India’s solar-panel exports plunged to their lowest level this year in September 2025, as tighter US tariffs and increased scrutiny of supply chains constrained shipments. The drop signals rising headwinds for India’s solar manufacturing and export strategy.
Sharp export decline reflects mounting US trade pressure
India’s solar module exports in September fell to about US$80 million, down from around US$134 million in August. This marks the lowest monthly level so far in 2025 and comes after earlier strong growth driven by the US market. The United States, which had accounted for over 90 % of India’s solar module exports earlier this year, introduced heightened import controls and trade-barriers aimed at ensuring that Chinese-made solar cells and modules are not being routed through India. Indian manufacturers now face the dual challenge of tariff risk and market diversion.
Supply-chain and capacity dynamics shift under new export realities
India’s solar-module manufacturing capacity is estimated at ~110 GW and expected to rise to ~165 GW by March 2027. With export flows now under pressure, companies face rising risks of domestic oversupply. Domestic annual installations remain well below the ~44-45 GW necessary to absorb full capacity growth through 2030. As a result, smaller module-only firms may face consolidation, while vertically integrated players (with ingots, wafers, cells and modules) stand a better chance of weathering the downturn. Many exporters are now recalibrating their supply-chains—for example, sourcing cells from third countries to mitigate US origin-rules and tariff exposure.

### TASK REQUIREMENTS
a. Answer these questions using the article on India's solar-panel exports:
(i) About how much were India's solar module exports worth in August 2025?
(ii) What share of India's solar module exports had the United States accounted for earlier in the year?
(iii) What level is India's solar-module manufacturing capacity expected to reach by March 2027?
b. Continue the article on India's solar-panel exports, picking up after its final sentence about exporters sourcing cells from third countries.

Entries taken from a collection:
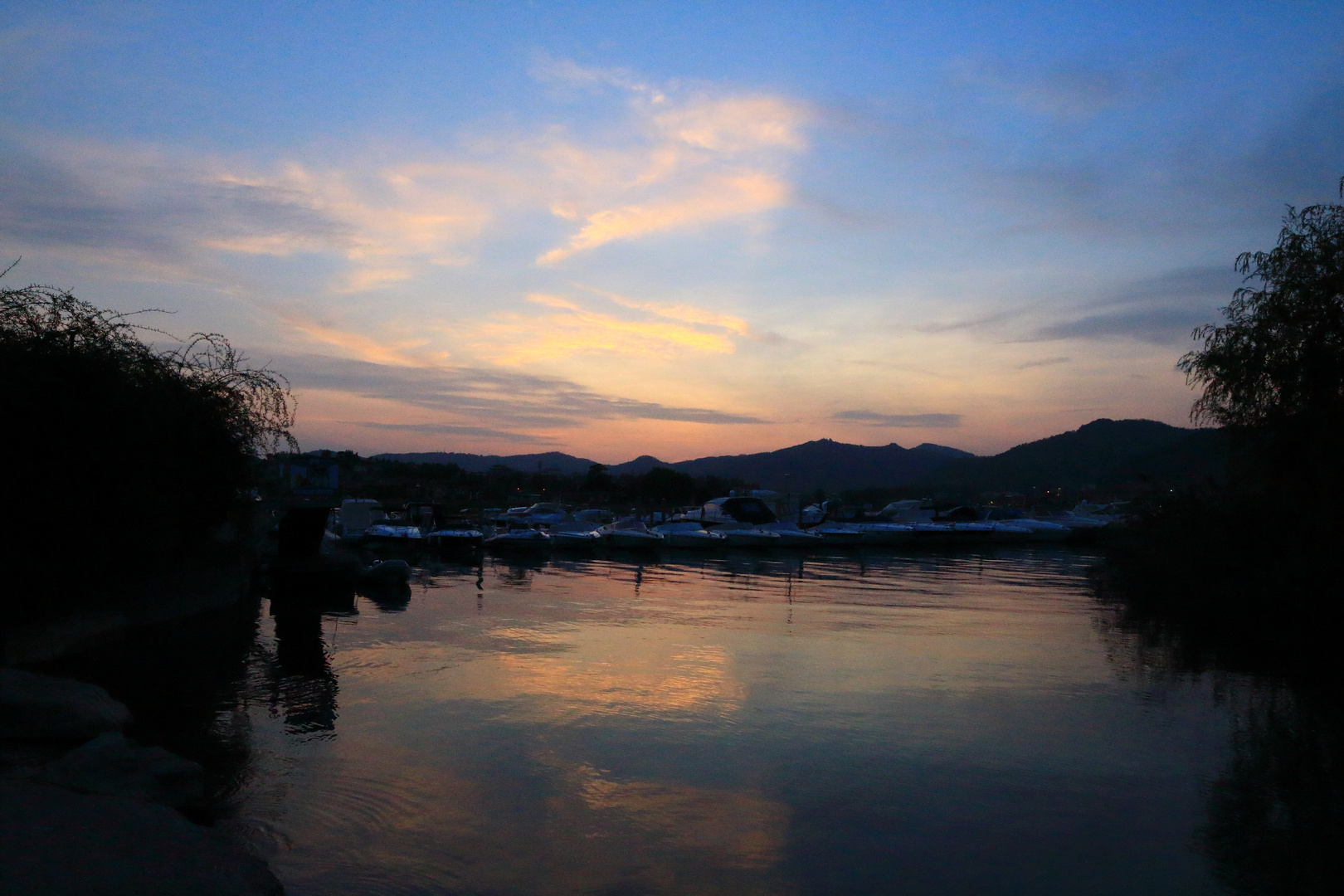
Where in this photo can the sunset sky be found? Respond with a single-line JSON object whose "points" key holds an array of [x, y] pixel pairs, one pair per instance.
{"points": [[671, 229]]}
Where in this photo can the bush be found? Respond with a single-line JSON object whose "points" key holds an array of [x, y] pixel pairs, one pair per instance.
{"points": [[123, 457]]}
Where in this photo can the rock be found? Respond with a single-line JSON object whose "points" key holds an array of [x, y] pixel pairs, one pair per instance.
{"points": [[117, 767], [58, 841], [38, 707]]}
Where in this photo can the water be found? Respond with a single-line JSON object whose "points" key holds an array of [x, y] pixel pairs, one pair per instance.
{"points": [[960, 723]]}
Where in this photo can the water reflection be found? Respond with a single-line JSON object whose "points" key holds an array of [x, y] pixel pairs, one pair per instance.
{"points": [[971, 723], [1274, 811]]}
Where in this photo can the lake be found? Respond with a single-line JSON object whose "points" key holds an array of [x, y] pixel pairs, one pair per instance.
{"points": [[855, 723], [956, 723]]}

### ANSWERS FOR THE EXERCISE
a.
(i) Around US$134 million.
(ii) Over 90 %.
(iii) About 165 GW.

b.
Impact on Indian manufacturers and export strategy
For exporters whose business model depended on the US market, the tariff squeeze poses both margin and volume risks. Provinces such as Gujarat, which contributed a large share of India’s solar exports (~70 %) are particularly exposed. Manufacturers are already shifting attention to the domestic market and exploring alternate export destinations such as Europe and Latin America—but competition from Chinese players remains intense.
On the domestic side, the slump in export demand places pressure on utilisation rates, capital deployment and working-capital. Firms now face strategic choices: scale back module-only production, invest in upstream cell/wafer capacity, target new geographies or refocus on domestic supply chains that seek to replace imports.
Wider implications for India’s renewable-manufacturing push
India’s ambition to become a major solar-manufacturing hub is challenged by this export setback. While domestic policy supports growth through import duties and manufacturing incentives, an export hiatus limits economies of scale and global competitiveness. If the US export channel remains constrained, India may need to accelerate supply-chain localisation (cells, wafers), identify new export markets, and improve cost-competitiveness against Chinese modules, which remain significantly cheaper.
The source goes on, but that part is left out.